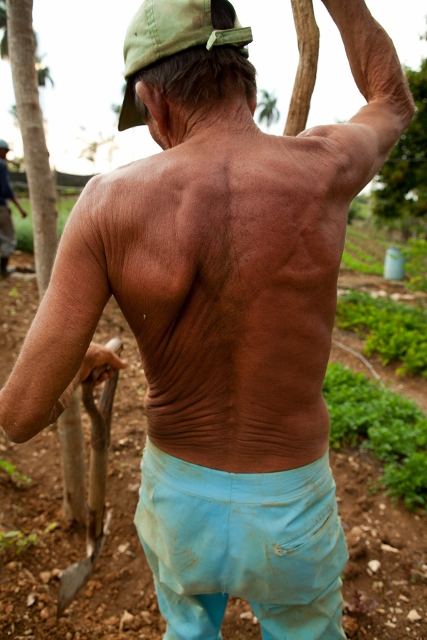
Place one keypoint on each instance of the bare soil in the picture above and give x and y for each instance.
(119, 601)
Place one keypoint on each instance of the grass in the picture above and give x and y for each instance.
(24, 226)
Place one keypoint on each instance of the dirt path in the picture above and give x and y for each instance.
(377, 603)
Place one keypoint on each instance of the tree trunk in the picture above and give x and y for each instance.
(73, 461)
(308, 46)
(43, 206)
(40, 180)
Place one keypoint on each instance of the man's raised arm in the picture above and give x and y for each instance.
(370, 134)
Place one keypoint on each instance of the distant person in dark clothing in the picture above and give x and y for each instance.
(7, 232)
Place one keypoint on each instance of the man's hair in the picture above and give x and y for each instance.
(196, 76)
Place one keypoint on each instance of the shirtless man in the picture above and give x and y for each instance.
(223, 254)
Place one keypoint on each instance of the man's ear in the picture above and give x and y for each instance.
(156, 103)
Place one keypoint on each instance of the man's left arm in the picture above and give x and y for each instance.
(50, 365)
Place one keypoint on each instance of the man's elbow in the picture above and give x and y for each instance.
(20, 430)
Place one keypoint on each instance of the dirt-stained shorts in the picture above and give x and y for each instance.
(274, 539)
(7, 233)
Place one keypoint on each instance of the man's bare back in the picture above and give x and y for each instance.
(228, 280)
(223, 253)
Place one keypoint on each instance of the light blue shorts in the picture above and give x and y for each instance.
(273, 539)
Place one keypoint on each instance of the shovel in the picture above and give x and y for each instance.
(75, 576)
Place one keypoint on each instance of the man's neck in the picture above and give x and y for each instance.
(229, 118)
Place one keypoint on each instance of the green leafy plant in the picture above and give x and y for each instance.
(24, 226)
(18, 540)
(388, 424)
(18, 478)
(394, 330)
(416, 264)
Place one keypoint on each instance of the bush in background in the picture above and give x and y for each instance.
(24, 226)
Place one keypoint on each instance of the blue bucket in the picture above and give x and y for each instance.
(394, 264)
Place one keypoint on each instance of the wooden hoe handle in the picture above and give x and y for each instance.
(308, 46)
(100, 417)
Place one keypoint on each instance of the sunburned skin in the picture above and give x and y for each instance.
(223, 253)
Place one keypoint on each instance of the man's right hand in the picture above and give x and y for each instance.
(98, 356)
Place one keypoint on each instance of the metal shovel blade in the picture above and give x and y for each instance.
(74, 577)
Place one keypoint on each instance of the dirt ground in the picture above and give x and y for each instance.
(386, 599)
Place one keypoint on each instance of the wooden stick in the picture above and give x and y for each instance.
(100, 417)
(308, 46)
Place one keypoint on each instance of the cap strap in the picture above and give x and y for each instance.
(238, 37)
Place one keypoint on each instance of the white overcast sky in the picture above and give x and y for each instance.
(82, 42)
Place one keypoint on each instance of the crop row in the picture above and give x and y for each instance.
(388, 424)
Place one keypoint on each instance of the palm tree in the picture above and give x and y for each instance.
(43, 72)
(268, 110)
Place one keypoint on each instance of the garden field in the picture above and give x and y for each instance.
(376, 391)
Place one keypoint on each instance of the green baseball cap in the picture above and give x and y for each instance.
(161, 28)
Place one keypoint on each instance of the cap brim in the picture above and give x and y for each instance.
(130, 116)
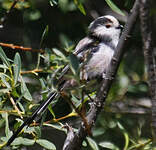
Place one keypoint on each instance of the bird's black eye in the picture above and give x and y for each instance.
(108, 25)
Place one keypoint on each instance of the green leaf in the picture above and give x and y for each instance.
(38, 131)
(108, 145)
(46, 144)
(114, 7)
(25, 91)
(4, 58)
(8, 133)
(28, 142)
(17, 67)
(53, 2)
(44, 35)
(80, 6)
(23, 141)
(59, 53)
(3, 91)
(92, 144)
(51, 110)
(3, 78)
(125, 135)
(74, 64)
(17, 141)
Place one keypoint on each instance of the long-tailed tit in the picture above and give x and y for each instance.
(94, 52)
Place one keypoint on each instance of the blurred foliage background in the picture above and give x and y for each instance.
(56, 26)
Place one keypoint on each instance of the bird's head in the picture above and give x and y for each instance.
(105, 26)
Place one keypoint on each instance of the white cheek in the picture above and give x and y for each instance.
(113, 33)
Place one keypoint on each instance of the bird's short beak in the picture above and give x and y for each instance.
(120, 27)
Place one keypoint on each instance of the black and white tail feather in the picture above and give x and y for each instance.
(99, 45)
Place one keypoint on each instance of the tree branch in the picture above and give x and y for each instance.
(76, 142)
(12, 46)
(146, 30)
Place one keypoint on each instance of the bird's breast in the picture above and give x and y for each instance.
(99, 62)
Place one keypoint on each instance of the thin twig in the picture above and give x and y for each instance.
(146, 30)
(15, 106)
(4, 19)
(76, 142)
(12, 46)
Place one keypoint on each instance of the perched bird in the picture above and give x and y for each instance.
(94, 53)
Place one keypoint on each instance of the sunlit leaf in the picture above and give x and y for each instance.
(3, 91)
(23, 141)
(108, 145)
(80, 6)
(8, 133)
(4, 58)
(53, 2)
(44, 35)
(92, 144)
(3, 78)
(17, 67)
(114, 7)
(25, 91)
(74, 63)
(46, 144)
(59, 53)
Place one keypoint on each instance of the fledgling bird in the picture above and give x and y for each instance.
(94, 52)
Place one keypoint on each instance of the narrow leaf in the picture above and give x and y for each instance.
(59, 53)
(3, 78)
(53, 2)
(74, 64)
(108, 145)
(17, 67)
(80, 6)
(44, 35)
(92, 144)
(4, 58)
(114, 7)
(46, 144)
(25, 91)
(28, 142)
(8, 133)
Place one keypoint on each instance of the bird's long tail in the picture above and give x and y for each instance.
(37, 112)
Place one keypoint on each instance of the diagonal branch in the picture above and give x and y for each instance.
(146, 30)
(12, 46)
(75, 142)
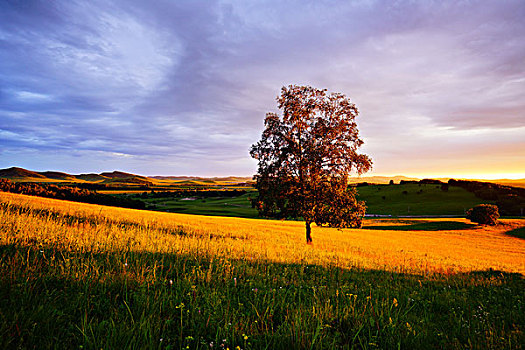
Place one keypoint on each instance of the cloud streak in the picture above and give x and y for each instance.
(182, 87)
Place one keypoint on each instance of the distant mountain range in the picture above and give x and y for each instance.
(115, 177)
(20, 174)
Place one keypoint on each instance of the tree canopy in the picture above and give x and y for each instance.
(305, 157)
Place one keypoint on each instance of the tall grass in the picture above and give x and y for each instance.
(75, 275)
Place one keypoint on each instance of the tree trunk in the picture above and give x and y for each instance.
(308, 233)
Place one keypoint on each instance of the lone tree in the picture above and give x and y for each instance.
(305, 158)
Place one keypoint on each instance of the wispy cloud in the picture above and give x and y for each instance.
(182, 87)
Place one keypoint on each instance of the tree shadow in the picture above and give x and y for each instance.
(518, 233)
(424, 226)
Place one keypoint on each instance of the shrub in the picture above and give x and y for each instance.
(485, 214)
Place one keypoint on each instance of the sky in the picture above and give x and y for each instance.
(182, 87)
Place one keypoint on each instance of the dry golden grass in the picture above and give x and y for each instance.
(108, 228)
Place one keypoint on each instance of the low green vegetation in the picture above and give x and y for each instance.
(119, 300)
(239, 206)
(417, 199)
(395, 200)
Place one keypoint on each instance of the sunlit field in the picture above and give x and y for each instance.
(102, 277)
(411, 246)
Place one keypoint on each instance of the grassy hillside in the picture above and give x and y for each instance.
(77, 275)
(417, 199)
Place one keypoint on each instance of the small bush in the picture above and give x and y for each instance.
(485, 214)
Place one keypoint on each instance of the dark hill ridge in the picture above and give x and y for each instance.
(56, 175)
(15, 172)
(121, 175)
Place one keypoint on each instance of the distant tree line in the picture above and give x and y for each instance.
(69, 193)
(509, 200)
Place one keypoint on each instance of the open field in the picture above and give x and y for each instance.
(102, 277)
(395, 200)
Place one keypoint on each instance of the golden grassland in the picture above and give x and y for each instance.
(99, 228)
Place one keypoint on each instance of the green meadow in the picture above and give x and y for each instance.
(395, 200)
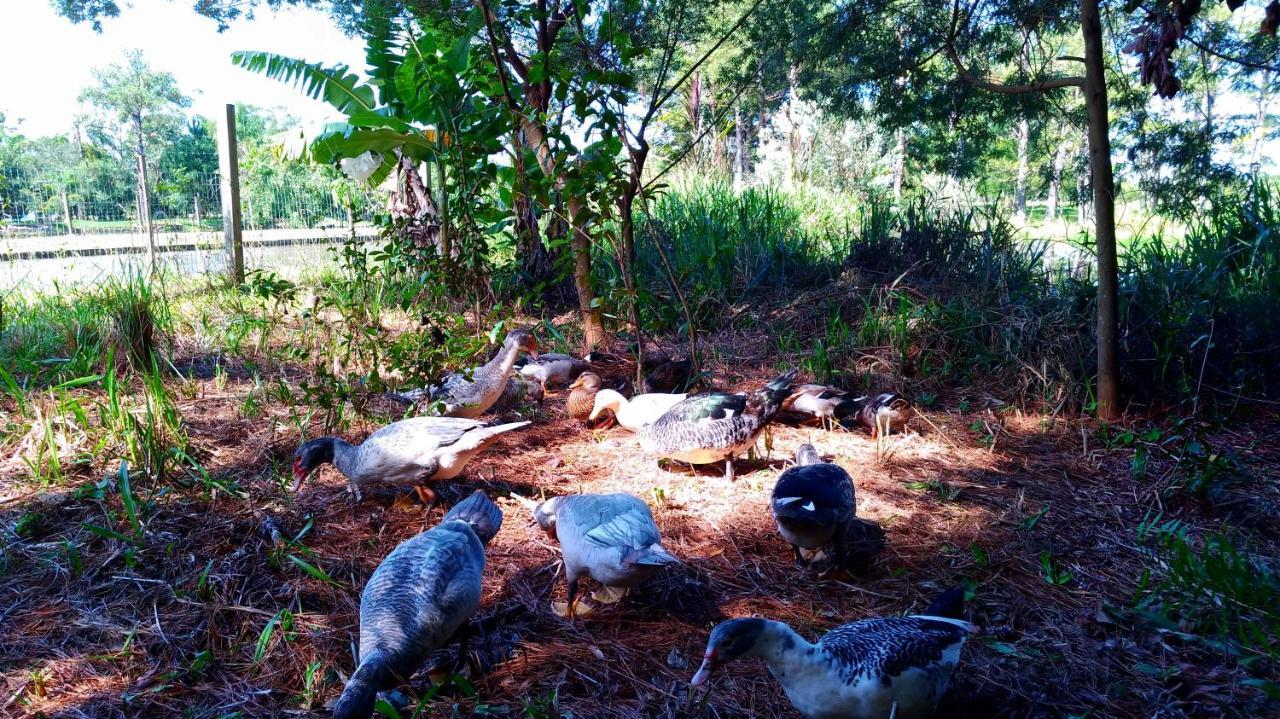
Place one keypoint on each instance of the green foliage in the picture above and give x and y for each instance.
(1198, 311)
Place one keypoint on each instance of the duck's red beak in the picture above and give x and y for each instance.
(704, 672)
(298, 475)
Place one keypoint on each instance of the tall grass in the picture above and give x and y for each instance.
(1200, 315)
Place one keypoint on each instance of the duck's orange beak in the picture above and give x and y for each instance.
(298, 475)
(704, 672)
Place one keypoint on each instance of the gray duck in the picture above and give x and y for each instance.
(883, 668)
(552, 369)
(470, 394)
(410, 452)
(417, 599)
(609, 537)
(714, 426)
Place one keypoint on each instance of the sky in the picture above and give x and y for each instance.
(173, 39)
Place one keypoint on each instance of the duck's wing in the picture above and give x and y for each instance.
(709, 407)
(882, 649)
(814, 493)
(421, 433)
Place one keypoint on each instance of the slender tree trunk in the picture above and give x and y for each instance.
(1055, 179)
(1024, 136)
(792, 132)
(580, 241)
(1083, 182)
(899, 163)
(1260, 123)
(1104, 210)
(739, 150)
(145, 196)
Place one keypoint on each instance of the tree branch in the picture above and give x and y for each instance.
(991, 86)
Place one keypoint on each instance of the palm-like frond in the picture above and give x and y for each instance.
(336, 85)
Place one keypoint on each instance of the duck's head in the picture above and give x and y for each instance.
(588, 380)
(607, 399)
(545, 516)
(310, 456)
(730, 640)
(521, 340)
(807, 454)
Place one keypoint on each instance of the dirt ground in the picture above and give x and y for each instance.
(973, 494)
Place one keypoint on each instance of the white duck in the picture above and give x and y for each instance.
(883, 668)
(470, 394)
(410, 452)
(635, 412)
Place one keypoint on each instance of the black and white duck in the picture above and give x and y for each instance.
(883, 413)
(885, 668)
(552, 369)
(813, 504)
(417, 599)
(714, 426)
(826, 403)
(470, 394)
(410, 452)
(636, 412)
(609, 537)
(520, 390)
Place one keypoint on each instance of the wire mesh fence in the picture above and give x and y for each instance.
(104, 201)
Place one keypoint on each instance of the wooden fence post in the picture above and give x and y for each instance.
(67, 214)
(228, 169)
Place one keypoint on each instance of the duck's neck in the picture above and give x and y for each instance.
(786, 653)
(503, 361)
(346, 458)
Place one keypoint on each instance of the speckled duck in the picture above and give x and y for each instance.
(416, 600)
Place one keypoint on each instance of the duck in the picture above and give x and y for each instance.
(813, 504)
(517, 392)
(408, 452)
(826, 403)
(636, 412)
(553, 369)
(472, 393)
(416, 600)
(609, 537)
(581, 397)
(881, 668)
(714, 426)
(883, 413)
(670, 376)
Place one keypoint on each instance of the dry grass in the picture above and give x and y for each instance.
(82, 633)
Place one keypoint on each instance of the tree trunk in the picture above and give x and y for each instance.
(1055, 181)
(739, 150)
(899, 163)
(1083, 181)
(145, 195)
(1260, 123)
(792, 136)
(1104, 211)
(580, 241)
(1024, 134)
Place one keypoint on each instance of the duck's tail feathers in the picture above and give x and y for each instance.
(653, 554)
(480, 512)
(484, 436)
(408, 397)
(361, 692)
(947, 604)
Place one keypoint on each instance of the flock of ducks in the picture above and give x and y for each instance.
(430, 585)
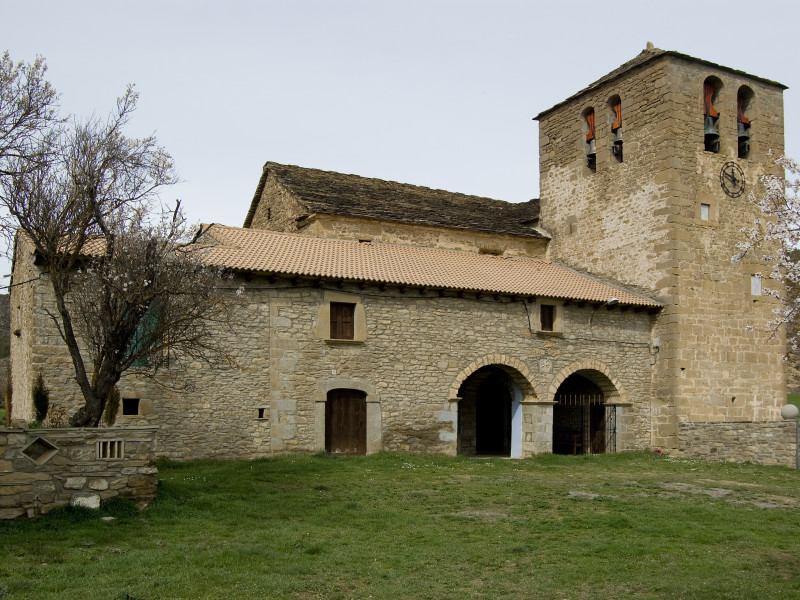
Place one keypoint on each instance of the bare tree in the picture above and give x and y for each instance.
(776, 236)
(130, 291)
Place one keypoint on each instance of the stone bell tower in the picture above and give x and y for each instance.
(645, 177)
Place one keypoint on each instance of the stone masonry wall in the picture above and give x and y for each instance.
(418, 348)
(763, 443)
(42, 469)
(638, 221)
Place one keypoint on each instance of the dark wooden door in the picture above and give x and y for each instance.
(346, 422)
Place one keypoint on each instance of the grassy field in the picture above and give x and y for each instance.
(398, 526)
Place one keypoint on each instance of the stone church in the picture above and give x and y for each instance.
(604, 316)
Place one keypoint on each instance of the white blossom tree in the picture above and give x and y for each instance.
(130, 289)
(776, 237)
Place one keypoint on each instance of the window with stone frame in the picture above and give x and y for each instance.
(342, 320)
(130, 407)
(547, 317)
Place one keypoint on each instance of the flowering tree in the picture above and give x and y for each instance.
(777, 234)
(130, 290)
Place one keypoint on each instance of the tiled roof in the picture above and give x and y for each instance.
(262, 251)
(645, 56)
(333, 193)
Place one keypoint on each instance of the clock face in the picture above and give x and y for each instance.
(731, 177)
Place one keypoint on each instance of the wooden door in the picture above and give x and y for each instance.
(346, 422)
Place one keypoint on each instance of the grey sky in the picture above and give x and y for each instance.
(438, 93)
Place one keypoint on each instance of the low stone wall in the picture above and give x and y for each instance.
(41, 469)
(765, 443)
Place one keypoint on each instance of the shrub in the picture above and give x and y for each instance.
(41, 398)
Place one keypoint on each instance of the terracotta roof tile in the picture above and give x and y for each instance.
(262, 251)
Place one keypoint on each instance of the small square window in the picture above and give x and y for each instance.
(547, 317)
(755, 285)
(130, 407)
(342, 320)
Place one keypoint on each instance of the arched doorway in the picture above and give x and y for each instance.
(582, 422)
(489, 415)
(346, 422)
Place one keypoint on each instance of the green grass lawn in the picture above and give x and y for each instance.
(426, 527)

____

Work task: Find the line that contains "Place one keypoint on each instance of the green grass" in the listing above. Retype it and every line after it up to the last, exactly, and nothing else.

Answer to this task:
Place one keypoint on each instance of the green grass lawn in the picture above and give x and y for each instance.
(426, 527)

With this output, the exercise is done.